## WHAT IS ASKED
Write out all the data again, exactly as it stands.

## LISTED RECORDS
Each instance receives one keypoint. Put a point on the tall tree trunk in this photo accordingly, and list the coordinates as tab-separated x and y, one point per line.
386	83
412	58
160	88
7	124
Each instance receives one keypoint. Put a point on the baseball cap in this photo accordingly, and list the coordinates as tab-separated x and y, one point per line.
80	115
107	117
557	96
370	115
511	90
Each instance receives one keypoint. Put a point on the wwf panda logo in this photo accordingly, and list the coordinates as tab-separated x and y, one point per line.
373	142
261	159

## WRITTEN ANSWER
Each instance receives one keypoint. Put a point on the tall tree trunk in this photo accordingly, and list the coordinates as tab-separated x and y, one point per line.
386	83
412	58
160	88
7	124
Each instance receives one keypoint. Put a point on the baseball cap in this photo accordingly, and list the coordinates as tab-separated x and y, one point per line.
80	115
107	117
557	96
370	115
511	90
Each instance receives one keypoint. Put a point on the wwf panda logo in this photo accordingly, and list the coordinates as tab-separated x and y, one point per line.
373	142
261	159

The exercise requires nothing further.